> _Work request_: Set down the entries once more, exactly as given.

--- Information shown ---

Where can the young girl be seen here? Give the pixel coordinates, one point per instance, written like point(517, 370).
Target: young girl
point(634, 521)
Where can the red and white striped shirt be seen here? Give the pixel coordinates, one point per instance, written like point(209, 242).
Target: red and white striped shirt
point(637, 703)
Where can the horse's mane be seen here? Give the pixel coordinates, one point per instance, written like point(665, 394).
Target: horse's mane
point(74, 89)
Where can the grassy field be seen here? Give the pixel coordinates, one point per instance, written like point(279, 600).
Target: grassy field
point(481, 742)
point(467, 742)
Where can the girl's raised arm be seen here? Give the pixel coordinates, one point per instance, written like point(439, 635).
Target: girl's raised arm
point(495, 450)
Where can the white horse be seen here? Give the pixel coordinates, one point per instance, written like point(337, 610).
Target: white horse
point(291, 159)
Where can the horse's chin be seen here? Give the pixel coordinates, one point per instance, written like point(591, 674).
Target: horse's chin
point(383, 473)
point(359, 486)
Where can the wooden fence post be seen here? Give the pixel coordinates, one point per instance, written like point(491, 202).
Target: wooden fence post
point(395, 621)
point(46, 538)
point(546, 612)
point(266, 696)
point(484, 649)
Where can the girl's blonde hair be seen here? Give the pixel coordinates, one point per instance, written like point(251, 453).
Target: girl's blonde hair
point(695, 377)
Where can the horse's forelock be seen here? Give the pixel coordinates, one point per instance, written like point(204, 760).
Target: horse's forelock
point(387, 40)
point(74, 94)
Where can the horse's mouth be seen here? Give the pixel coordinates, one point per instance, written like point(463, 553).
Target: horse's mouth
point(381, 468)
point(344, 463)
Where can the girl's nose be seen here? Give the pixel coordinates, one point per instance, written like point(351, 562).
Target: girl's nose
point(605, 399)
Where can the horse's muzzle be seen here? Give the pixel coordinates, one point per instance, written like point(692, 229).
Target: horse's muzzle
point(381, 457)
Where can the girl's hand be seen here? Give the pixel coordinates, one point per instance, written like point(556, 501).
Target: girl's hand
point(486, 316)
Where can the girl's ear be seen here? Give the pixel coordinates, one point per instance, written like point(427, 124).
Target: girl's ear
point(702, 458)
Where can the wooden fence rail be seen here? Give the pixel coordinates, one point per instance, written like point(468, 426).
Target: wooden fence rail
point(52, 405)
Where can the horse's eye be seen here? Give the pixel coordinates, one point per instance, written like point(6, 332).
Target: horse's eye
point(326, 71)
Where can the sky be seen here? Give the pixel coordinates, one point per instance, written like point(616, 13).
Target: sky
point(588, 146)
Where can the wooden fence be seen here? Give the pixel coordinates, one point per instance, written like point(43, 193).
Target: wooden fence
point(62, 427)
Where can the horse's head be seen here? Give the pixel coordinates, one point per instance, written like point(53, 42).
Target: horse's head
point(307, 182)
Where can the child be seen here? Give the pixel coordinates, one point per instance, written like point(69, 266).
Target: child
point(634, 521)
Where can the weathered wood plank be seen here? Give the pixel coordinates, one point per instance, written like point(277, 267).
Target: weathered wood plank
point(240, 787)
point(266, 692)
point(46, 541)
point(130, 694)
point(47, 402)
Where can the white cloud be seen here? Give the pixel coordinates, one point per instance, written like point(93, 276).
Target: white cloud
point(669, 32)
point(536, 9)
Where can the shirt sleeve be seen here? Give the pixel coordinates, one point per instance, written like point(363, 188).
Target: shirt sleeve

---

> _Solution below_:
Where can the young girl be seen here? Give the pixel coordinates, one point per instance, written like point(517, 370).
Target: young girl
point(634, 521)
Where can the red and white striped shirt be seen here? Give the pixel coordinates, one point per instance, written like point(209, 242).
Target: red and white striped shirt
point(637, 703)
Where can the horse's mane be seen here? Give the pixel coordinates, one point per instance, written like point(665, 394).
Target: horse's mane
point(74, 89)
Where can the grassy field be seen here? Give the pixel coordinates, one point per instance, written like point(279, 600).
Target: grassy field
point(481, 742)
point(467, 742)
Where can the girl's raised arm be seen here? Give the pixel coordinates, one point per instance, written like point(439, 635).
Target: girl's raised arm
point(495, 450)
Where can the white horse be seen here? Give the pixel coordinates, one point per instance, written like point(337, 610).
Target: white horse
point(291, 159)
Where can the horse's chin be seen here? Give the pixel coordinates, one point per instance, written like point(591, 674).
Target: horse's chin
point(383, 473)
point(359, 486)
Where can the wooden fence post be seen here? Give the pixel coordinates, one point per instance, written like point(491, 202).
Target: wooden fence post
point(395, 621)
point(46, 538)
point(546, 612)
point(266, 696)
point(484, 649)
Where can the girl's blonde hair be seen here? Give the pixel coordinates, one point per instance, written like point(251, 453).
Target: girl's blonde hair
point(695, 377)
Where can the horse's forelock be seen here? Give the pixel coordinates, one point per instance, written like point(204, 760).
Target: horse's forelock
point(387, 40)
point(74, 94)
Where can the horse's mouth be seen here? Give the pixel coordinates, one point per instance, written like point(463, 553).
Target: horse's mouth
point(381, 468)
point(344, 463)
Where can the girl's nose be seen here? Give the pixel coordinates, one point per instance, written like point(351, 562).
Target: girl's nose
point(605, 399)
Where can the horse's muzzle be seen here? Give the pixel coordinates, one point per instance, written like point(692, 229).
Target: horse's muzzle
point(381, 457)
Where can the girl's hand be seen here? Give the pixel coordinates, one point per instance, written like point(556, 501).
Target: girl's hand
point(486, 316)
Where can the girl's ear be seen here? Give the pixel coordinates, one point per instance, written like point(427, 124).
Target: girl's ear
point(702, 458)
Where can the wooden fence rail be seen here? Give the pixel coordinates, one point per instance, written like point(468, 426).
Target: wooden fence rail
point(52, 405)
Where can the horse's eye be seen here? Give the pixel coordinates, one point per instance, written like point(6, 332).
Target: horse's eye
point(326, 71)
Where can the sky be seen here? Give the pixel coordinates, one point per instance, written like point(616, 13).
Target: sky
point(588, 146)
Where can the wooden fence be seen here? Give the pixel coordinates, one point per instance, written like point(43, 193).
Target: wooden fence
point(62, 427)
Where can the horse's head be seen here? Give the pixel coordinates, one point per instance, written like point(53, 42).
Target: horse's head
point(307, 182)
Where can the child be seen here? Give the pixel coordinates, one point per instance, written like point(69, 266).
Target: child
point(634, 521)
Where can the weathered wood plank be seen here? Give the pixel coordinates, one point per instance, written like point(277, 267).
Target: weathered wood plank
point(240, 787)
point(266, 692)
point(46, 541)
point(130, 694)
point(47, 402)
Where can the white cloud be seen here? Give the pixel coordinates, one point per instance, written like point(93, 276).
Target: white cloud
point(669, 32)
point(536, 9)
Where can the shirt sleeve be seen here? Give the pixel coordinates, one point per instance, written like point(363, 188).
Target: shirt sleeve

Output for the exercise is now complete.